• Short task
Return the lines of the listing from the line with "the black handheld" to the line with "[[895, 300], [1193, 449]]", inclusive, unchanged.

• Given records
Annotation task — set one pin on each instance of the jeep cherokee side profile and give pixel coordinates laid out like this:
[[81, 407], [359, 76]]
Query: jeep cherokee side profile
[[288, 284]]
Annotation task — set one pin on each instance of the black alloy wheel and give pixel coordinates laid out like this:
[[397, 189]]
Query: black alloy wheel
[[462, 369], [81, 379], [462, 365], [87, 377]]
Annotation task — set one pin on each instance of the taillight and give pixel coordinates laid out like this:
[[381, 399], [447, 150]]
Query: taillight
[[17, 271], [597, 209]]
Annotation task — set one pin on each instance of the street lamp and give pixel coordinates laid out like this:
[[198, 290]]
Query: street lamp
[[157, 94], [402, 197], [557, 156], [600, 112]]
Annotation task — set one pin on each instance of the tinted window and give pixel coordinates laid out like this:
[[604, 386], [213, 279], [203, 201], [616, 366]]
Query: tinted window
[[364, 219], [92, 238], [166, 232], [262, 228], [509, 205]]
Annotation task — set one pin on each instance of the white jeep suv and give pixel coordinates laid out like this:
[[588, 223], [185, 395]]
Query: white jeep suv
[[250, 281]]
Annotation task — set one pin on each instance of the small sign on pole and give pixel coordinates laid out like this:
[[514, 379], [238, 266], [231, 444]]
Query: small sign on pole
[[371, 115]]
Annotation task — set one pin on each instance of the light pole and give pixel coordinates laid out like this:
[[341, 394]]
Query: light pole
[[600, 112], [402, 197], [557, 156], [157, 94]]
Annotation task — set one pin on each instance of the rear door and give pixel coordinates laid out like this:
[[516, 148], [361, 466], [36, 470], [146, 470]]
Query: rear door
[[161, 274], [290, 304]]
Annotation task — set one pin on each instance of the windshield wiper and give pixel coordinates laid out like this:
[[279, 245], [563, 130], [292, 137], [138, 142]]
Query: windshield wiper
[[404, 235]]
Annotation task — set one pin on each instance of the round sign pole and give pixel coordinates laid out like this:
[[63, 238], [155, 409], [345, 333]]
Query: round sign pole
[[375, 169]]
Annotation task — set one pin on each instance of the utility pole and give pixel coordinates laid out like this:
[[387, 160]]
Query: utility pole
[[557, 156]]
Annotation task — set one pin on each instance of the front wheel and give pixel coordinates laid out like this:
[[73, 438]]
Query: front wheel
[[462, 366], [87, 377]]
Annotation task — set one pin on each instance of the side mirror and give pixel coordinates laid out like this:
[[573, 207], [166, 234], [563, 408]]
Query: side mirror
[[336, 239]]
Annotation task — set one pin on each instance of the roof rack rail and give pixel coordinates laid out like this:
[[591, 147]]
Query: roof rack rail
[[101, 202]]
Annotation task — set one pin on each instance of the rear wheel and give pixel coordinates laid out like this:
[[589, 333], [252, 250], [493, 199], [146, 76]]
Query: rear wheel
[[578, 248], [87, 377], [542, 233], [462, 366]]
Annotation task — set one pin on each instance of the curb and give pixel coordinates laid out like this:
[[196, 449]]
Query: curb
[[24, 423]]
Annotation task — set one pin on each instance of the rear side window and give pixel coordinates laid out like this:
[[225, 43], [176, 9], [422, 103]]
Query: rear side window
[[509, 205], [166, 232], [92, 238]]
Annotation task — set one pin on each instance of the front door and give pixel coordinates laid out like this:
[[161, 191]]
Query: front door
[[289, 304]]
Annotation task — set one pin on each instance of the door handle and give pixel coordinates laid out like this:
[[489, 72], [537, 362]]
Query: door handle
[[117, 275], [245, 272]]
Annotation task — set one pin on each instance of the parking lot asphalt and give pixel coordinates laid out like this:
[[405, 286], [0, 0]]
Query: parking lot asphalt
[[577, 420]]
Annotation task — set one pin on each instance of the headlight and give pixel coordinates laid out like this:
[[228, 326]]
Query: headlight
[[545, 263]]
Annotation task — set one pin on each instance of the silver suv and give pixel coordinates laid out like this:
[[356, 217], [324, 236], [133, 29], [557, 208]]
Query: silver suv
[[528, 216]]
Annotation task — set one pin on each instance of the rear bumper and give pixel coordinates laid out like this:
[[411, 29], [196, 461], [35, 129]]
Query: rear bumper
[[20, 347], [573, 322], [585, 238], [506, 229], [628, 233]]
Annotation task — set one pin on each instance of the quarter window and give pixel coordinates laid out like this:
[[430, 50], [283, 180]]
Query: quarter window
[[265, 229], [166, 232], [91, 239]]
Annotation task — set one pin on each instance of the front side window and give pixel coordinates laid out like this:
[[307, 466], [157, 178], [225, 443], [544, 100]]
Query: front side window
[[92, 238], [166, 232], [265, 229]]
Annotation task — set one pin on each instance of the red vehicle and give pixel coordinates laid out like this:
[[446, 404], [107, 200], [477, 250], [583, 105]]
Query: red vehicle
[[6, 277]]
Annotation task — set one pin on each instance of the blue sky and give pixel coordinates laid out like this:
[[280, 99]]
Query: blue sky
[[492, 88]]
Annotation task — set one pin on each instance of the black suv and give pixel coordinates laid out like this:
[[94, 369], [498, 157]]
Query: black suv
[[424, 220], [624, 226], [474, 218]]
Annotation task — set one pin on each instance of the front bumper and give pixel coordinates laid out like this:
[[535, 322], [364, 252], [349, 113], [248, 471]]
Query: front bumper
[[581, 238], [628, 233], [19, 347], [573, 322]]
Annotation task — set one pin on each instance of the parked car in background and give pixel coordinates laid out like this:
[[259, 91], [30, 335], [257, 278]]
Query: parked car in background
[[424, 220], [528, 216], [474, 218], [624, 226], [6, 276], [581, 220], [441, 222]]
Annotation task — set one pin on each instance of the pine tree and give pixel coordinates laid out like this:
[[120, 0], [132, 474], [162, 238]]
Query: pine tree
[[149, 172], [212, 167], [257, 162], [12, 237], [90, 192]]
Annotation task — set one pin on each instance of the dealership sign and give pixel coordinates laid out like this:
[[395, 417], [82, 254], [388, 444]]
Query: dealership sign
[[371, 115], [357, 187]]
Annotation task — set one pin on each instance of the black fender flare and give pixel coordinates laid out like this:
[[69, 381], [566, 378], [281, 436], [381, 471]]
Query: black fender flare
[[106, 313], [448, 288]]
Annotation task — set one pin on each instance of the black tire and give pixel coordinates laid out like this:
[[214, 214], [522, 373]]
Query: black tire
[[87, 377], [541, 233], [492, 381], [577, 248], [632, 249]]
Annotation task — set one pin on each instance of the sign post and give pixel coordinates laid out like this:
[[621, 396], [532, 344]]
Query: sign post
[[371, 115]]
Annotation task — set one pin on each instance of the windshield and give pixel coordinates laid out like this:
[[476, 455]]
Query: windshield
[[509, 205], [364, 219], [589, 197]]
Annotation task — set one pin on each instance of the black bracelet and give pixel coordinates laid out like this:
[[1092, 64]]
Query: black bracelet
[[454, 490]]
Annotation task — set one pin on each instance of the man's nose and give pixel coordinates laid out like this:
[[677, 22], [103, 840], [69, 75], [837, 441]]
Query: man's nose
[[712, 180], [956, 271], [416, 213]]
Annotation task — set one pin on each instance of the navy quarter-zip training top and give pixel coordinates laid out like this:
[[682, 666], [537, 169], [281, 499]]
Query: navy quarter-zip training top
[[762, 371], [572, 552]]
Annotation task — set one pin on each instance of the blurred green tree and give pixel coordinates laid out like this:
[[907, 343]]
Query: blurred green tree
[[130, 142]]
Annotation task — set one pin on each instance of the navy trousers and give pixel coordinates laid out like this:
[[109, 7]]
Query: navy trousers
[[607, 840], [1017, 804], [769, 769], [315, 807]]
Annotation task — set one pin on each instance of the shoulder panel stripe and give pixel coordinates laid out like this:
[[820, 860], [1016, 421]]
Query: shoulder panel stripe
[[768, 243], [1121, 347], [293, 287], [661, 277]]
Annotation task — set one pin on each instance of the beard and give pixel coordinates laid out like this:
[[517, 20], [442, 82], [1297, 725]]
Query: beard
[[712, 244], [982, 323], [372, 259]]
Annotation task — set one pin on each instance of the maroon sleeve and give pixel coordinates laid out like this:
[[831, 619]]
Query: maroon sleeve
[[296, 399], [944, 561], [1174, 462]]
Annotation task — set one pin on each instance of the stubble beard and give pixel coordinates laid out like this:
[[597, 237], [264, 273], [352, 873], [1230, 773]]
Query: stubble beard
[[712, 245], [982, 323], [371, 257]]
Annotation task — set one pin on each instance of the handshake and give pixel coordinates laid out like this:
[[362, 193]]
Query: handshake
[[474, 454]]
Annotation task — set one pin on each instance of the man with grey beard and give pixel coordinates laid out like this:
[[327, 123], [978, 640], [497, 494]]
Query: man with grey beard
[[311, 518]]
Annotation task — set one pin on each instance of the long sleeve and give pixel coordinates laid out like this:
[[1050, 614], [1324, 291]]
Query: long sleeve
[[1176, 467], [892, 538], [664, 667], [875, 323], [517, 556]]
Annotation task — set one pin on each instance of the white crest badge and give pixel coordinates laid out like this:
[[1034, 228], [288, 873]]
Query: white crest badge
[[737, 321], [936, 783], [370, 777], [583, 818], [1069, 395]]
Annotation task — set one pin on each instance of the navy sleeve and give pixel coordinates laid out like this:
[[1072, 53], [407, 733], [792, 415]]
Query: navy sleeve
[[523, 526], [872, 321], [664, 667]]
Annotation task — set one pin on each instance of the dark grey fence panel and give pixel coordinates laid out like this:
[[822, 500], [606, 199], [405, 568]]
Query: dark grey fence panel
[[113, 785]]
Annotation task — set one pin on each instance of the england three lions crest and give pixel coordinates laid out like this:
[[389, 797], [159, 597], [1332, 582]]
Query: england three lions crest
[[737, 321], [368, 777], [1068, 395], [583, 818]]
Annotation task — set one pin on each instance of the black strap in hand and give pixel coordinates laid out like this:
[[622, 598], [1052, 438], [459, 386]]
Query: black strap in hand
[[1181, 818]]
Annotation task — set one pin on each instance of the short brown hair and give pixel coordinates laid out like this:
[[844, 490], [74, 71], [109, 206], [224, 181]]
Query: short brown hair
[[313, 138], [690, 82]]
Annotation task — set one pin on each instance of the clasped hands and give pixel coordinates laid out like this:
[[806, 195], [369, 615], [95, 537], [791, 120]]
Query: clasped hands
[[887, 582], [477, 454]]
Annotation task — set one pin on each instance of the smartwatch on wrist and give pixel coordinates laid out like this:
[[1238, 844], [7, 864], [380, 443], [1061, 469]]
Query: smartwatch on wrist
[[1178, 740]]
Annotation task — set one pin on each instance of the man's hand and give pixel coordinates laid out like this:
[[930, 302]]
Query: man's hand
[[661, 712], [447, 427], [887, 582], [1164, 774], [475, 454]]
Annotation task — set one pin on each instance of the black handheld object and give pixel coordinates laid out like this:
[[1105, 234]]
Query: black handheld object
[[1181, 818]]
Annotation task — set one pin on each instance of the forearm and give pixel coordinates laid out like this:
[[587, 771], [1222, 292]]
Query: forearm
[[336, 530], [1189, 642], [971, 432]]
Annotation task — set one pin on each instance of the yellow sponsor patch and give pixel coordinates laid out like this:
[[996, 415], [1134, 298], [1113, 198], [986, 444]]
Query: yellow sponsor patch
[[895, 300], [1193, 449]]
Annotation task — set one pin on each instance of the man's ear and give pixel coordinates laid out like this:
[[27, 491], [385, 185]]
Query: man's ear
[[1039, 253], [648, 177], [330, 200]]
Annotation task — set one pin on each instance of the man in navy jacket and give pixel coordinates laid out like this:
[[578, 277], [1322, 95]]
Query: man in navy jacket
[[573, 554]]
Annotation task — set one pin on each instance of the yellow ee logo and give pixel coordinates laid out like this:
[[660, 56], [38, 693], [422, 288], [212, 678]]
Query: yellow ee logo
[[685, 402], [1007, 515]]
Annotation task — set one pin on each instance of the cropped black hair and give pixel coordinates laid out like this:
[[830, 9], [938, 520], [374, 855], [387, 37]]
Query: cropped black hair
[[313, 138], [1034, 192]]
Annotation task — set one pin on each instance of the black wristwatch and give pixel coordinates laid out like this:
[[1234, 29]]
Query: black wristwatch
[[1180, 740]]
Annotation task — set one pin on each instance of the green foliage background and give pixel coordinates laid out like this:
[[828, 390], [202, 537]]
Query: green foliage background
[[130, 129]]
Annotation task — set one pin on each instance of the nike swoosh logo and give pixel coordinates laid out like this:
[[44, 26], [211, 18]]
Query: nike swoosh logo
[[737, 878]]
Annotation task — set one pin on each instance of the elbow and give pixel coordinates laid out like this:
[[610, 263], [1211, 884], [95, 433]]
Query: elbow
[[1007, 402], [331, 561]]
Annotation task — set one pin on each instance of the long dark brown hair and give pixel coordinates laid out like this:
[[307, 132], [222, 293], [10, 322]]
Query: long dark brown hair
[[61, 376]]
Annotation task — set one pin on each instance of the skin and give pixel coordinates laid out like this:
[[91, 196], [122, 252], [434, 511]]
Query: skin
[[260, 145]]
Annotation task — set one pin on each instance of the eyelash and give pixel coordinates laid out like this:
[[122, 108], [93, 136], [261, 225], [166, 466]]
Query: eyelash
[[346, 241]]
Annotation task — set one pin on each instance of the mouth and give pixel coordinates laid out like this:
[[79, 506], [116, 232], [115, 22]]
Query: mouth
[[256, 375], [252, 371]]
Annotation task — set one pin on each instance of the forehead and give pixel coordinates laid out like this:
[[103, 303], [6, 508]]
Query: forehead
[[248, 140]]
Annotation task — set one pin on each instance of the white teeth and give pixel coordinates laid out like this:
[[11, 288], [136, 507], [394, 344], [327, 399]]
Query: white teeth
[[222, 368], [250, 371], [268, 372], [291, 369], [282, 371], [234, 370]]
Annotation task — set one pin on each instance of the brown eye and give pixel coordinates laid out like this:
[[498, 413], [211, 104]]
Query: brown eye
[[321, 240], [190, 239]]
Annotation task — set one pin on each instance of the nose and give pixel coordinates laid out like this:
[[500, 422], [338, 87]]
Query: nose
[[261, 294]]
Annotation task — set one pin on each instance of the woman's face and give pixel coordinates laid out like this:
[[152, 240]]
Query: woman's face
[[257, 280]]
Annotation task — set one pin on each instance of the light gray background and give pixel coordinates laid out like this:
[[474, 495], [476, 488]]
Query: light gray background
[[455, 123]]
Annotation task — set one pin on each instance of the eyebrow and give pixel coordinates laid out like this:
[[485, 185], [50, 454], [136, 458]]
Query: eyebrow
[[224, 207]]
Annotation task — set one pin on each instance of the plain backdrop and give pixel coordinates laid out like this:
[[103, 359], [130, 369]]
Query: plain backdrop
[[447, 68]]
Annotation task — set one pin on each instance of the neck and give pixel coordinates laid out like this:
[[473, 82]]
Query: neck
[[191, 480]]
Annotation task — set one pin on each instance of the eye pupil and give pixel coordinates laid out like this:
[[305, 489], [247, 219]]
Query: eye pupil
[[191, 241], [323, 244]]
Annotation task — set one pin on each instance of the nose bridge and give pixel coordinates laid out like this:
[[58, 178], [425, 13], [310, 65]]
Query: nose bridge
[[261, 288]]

• Solution below
Annotation task — set one pin on each instance of the black handheld object and give pixel coordinates laid out like this:
[[1105, 234]]
Query: black handheld object
[[1181, 818]]
Annotation task — set one pin on each instance of the forearm and give pixel coordinates laid out like this:
[[587, 771], [1222, 292]]
Query: forearm
[[336, 530], [1189, 642], [971, 432]]
Annotation task — set one pin on each instance of the yellow sponsor patch and give pixel coordinates laid out like this:
[[996, 415], [1134, 298], [1113, 198], [986, 444]]
Query: yellow sponsor patch
[[895, 300], [1193, 449]]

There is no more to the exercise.